## WHAT THIS TASK INVOLVES
All lines with the word "white" must be pulled from the entries below.

## RECORDS
BEGIN
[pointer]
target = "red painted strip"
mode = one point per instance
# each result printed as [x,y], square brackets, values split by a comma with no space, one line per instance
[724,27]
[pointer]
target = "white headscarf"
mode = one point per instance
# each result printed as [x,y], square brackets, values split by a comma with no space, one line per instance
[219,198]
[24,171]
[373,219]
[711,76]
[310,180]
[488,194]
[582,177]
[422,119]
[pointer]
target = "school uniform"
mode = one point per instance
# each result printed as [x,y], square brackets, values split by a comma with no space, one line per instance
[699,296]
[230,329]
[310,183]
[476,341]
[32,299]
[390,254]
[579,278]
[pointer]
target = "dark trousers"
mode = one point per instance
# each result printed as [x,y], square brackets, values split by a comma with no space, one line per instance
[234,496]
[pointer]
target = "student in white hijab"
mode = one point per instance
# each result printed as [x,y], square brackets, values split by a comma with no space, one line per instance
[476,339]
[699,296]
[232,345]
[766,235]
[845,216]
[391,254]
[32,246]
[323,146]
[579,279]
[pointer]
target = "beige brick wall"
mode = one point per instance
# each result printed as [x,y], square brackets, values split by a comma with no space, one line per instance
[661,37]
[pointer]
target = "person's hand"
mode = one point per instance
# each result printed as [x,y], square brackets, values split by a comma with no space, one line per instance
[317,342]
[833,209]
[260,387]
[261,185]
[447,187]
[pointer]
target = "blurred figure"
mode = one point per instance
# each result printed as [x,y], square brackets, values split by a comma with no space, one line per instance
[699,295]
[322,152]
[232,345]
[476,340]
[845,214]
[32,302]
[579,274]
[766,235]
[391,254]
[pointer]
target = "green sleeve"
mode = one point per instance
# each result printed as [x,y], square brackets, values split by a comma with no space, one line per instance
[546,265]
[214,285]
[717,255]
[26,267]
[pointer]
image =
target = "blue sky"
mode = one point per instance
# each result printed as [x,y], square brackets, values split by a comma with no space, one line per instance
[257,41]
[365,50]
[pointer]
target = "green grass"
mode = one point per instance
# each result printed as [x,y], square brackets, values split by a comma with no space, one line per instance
END
## EXERCISE SOLUTION
target = "white headscarf"
target = "student in white hijab"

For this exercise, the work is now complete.